— DATA FOR THE TASK —
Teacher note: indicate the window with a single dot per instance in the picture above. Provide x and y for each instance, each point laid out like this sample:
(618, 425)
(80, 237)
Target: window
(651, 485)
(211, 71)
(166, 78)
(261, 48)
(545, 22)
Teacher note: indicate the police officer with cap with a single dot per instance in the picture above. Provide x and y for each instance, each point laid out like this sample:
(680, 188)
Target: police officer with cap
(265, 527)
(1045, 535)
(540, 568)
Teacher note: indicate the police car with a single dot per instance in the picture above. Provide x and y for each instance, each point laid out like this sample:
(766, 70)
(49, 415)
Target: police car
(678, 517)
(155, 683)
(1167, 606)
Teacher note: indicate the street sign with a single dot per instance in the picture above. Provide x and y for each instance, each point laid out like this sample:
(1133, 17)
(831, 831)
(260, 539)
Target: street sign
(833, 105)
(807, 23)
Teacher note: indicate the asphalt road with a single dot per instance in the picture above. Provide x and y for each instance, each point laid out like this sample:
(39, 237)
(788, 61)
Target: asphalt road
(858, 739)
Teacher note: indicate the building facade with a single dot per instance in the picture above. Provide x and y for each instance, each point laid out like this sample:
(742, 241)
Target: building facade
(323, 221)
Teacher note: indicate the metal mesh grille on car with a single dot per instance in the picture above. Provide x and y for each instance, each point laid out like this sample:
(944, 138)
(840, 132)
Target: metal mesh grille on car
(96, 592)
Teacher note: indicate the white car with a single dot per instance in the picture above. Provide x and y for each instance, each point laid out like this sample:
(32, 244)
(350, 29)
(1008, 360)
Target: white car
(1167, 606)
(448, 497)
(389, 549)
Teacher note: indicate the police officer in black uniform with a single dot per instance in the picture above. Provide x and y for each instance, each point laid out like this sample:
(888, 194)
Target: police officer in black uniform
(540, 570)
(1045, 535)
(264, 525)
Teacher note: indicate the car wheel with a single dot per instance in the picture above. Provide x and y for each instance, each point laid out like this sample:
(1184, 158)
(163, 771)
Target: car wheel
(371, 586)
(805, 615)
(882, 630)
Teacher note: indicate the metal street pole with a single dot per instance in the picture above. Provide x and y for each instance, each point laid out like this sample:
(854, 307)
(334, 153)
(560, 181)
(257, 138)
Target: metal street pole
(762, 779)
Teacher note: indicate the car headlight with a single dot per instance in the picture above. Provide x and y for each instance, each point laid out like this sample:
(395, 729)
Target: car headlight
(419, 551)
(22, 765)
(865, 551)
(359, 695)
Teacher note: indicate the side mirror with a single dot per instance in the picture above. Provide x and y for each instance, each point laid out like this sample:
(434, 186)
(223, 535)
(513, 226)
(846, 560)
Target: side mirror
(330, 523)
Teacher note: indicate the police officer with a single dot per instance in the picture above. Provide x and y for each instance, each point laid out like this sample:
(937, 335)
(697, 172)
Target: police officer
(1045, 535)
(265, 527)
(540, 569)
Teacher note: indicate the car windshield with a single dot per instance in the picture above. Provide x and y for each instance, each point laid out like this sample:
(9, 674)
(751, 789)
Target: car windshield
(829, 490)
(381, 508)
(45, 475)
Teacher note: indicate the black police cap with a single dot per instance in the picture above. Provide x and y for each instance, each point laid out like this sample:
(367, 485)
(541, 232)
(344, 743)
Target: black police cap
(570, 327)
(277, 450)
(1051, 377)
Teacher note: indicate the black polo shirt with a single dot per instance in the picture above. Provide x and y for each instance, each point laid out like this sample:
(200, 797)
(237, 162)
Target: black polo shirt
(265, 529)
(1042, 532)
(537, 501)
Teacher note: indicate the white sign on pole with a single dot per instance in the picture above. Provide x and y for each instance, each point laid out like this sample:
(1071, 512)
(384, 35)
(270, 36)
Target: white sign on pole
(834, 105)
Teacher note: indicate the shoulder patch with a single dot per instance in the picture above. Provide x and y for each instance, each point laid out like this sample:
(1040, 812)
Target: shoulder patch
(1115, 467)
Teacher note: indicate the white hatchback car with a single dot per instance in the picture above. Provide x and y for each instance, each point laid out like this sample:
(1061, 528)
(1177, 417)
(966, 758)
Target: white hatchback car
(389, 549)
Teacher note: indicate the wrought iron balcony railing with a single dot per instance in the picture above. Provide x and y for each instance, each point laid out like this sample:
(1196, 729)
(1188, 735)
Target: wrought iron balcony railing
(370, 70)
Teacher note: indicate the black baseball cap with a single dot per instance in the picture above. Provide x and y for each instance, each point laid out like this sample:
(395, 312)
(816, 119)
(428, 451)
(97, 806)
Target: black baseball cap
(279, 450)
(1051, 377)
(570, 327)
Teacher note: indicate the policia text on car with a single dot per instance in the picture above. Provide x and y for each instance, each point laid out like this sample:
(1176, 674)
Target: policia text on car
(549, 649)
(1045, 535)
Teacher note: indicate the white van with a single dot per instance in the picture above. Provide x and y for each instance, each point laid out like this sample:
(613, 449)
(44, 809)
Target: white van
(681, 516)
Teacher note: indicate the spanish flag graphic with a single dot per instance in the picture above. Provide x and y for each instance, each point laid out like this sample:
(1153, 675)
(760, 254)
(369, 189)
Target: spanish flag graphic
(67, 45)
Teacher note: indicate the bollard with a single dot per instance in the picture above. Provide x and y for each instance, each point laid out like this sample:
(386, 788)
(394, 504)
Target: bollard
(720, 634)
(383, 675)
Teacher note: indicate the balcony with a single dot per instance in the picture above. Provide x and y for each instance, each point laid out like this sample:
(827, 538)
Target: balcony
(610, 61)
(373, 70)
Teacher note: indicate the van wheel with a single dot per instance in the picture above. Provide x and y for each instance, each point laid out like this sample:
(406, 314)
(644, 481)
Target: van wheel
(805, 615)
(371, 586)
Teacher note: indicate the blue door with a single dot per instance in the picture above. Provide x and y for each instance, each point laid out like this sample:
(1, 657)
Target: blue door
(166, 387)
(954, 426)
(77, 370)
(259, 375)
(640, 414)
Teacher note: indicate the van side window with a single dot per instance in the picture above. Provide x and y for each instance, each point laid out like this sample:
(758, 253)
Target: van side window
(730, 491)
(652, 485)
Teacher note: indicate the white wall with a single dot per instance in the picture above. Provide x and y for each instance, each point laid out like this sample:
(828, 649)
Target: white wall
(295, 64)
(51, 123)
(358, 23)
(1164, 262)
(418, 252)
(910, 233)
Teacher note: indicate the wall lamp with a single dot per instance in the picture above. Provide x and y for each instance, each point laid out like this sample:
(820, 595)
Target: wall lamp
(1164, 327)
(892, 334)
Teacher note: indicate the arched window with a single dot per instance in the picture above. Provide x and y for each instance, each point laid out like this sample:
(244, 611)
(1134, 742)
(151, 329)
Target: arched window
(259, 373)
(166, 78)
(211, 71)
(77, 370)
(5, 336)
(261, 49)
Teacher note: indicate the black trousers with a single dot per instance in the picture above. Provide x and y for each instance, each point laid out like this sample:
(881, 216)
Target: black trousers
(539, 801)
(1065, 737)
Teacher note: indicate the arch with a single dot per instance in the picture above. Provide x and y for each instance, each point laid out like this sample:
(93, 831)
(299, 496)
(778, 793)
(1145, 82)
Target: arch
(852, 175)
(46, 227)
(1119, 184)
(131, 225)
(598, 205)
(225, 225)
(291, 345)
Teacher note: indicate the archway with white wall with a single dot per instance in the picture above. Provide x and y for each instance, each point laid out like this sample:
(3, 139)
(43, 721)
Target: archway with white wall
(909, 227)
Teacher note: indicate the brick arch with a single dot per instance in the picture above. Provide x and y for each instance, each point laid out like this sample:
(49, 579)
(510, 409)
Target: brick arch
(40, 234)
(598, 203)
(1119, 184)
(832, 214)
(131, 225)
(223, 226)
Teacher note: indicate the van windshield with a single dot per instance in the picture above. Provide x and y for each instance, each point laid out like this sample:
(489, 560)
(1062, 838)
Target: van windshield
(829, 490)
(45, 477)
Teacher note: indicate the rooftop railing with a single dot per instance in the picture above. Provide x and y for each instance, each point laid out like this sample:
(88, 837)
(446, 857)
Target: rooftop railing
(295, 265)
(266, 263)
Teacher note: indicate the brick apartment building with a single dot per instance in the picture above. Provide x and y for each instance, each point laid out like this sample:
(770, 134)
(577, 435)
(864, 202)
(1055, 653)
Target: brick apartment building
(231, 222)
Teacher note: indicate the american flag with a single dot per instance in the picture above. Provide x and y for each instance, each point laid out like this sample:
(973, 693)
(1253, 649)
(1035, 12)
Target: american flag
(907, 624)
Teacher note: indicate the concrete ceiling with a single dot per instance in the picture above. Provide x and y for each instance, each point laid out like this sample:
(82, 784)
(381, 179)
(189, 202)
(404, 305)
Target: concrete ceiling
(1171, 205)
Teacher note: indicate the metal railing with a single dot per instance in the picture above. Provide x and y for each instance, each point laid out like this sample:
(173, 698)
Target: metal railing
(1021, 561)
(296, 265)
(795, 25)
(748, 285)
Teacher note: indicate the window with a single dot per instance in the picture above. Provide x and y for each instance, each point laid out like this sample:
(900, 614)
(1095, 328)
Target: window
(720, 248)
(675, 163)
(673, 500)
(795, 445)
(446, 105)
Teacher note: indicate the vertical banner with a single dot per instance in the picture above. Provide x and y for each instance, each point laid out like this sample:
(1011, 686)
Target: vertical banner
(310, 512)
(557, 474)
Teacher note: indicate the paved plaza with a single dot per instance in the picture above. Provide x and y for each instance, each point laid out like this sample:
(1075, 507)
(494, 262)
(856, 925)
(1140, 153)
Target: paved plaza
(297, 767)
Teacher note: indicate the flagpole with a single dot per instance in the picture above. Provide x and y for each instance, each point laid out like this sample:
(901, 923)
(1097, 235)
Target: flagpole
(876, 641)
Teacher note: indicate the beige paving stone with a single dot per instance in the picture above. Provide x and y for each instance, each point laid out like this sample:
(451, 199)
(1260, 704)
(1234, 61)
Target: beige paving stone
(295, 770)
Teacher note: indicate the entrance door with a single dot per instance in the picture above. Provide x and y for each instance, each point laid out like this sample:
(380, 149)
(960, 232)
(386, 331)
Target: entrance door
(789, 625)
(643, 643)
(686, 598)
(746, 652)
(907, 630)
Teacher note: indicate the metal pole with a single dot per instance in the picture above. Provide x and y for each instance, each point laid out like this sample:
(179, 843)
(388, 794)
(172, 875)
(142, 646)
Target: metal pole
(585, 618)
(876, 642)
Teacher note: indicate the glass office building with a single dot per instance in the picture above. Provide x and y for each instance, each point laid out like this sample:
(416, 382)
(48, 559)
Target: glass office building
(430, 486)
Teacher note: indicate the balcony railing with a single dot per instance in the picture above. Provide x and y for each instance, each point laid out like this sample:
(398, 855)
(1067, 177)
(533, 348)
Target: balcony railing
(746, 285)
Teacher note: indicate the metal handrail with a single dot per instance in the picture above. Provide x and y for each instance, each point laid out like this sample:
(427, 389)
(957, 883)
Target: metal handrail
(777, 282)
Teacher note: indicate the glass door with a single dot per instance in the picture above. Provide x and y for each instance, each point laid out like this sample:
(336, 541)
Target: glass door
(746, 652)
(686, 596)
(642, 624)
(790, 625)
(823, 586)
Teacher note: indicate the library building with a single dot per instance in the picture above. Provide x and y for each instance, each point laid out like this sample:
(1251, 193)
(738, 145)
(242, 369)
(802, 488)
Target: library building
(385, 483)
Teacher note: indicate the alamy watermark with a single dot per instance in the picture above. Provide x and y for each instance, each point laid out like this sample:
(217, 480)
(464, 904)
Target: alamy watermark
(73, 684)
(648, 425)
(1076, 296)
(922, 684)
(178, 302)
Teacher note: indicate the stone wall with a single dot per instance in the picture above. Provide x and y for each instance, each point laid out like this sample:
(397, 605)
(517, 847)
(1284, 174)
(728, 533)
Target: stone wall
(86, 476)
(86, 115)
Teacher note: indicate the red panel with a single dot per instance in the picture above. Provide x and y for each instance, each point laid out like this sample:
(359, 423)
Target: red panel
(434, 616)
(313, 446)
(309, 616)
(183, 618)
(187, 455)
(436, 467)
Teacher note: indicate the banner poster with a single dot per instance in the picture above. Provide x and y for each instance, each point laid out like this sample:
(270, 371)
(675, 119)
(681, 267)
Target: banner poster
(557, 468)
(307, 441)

— THE PROBLEM —
Locate the line with "Teacher note: indicate the red" in the entries above; extract it and every line after it, verbatim.

— WORKED SOLUTION —
Teacher note: indicate the red panel with a single dot per instance in the picture above. Provide x and y for each instance, each point laid out like this sample:
(359, 423)
Target: red panel
(434, 616)
(313, 446)
(309, 616)
(183, 618)
(187, 455)
(436, 467)
Teacher note: indicate the banner poster with a single dot per instance in the picture above. Provide x and y for each instance, each point laid out like this sample:
(270, 371)
(675, 119)
(681, 267)
Target: banner poster
(557, 468)
(307, 441)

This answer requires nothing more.